(A block of data)

+-------+

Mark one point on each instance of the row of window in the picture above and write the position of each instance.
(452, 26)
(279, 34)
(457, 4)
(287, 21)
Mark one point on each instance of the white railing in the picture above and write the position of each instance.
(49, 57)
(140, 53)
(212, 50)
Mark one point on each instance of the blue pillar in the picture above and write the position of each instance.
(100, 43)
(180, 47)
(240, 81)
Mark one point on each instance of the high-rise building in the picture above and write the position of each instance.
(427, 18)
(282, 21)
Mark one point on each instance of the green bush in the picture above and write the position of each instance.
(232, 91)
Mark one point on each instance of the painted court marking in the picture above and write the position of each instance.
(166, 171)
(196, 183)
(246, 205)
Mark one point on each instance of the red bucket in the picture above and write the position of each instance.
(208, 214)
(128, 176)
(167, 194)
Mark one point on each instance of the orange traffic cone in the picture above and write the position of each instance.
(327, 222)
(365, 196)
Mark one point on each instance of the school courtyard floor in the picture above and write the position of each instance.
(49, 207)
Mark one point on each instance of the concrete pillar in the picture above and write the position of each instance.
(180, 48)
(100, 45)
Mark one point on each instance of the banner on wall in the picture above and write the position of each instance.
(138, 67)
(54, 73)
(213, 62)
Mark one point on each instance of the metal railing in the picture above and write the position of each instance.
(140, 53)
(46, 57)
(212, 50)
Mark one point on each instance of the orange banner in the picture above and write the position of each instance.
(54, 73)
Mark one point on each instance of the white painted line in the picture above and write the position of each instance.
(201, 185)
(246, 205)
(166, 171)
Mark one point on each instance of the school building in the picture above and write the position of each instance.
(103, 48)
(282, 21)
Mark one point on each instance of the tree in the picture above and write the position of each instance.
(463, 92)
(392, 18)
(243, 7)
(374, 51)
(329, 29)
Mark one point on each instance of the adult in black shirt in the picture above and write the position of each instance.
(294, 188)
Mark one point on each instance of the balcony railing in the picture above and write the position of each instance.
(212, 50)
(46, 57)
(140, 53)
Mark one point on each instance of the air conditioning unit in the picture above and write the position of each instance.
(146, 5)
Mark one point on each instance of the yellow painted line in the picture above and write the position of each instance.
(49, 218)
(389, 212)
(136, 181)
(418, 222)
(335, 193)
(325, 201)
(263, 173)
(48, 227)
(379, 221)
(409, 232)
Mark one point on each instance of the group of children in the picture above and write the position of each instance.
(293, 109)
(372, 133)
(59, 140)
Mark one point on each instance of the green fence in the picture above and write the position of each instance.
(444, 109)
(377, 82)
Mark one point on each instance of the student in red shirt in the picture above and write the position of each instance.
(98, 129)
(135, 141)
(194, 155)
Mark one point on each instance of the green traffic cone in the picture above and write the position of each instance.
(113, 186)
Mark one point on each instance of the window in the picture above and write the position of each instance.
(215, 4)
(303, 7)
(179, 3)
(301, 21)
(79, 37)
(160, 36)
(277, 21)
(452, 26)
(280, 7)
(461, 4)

+-------+

Problem description –
Reproduce verbatim the portion of the listing above that opens with the line containing "Mark one point on each instance of the green fence" and runs through the final line of the listing.

Exercise result –
Mark one point on each instance of the green fence in the picture above and write the position of each instance.
(444, 109)
(377, 82)
Mark one point on each instance of the student in red shirt in the picture above and write the position of each instance.
(98, 129)
(135, 141)
(194, 155)
Mark one point on each instance of the green traffic cone in the picture above and write the position of each instance.
(113, 186)
Mark one point on each instance of the window in the picture above and write the position of each instance.
(215, 4)
(303, 7)
(179, 3)
(301, 21)
(79, 37)
(160, 36)
(277, 21)
(452, 26)
(280, 7)
(461, 4)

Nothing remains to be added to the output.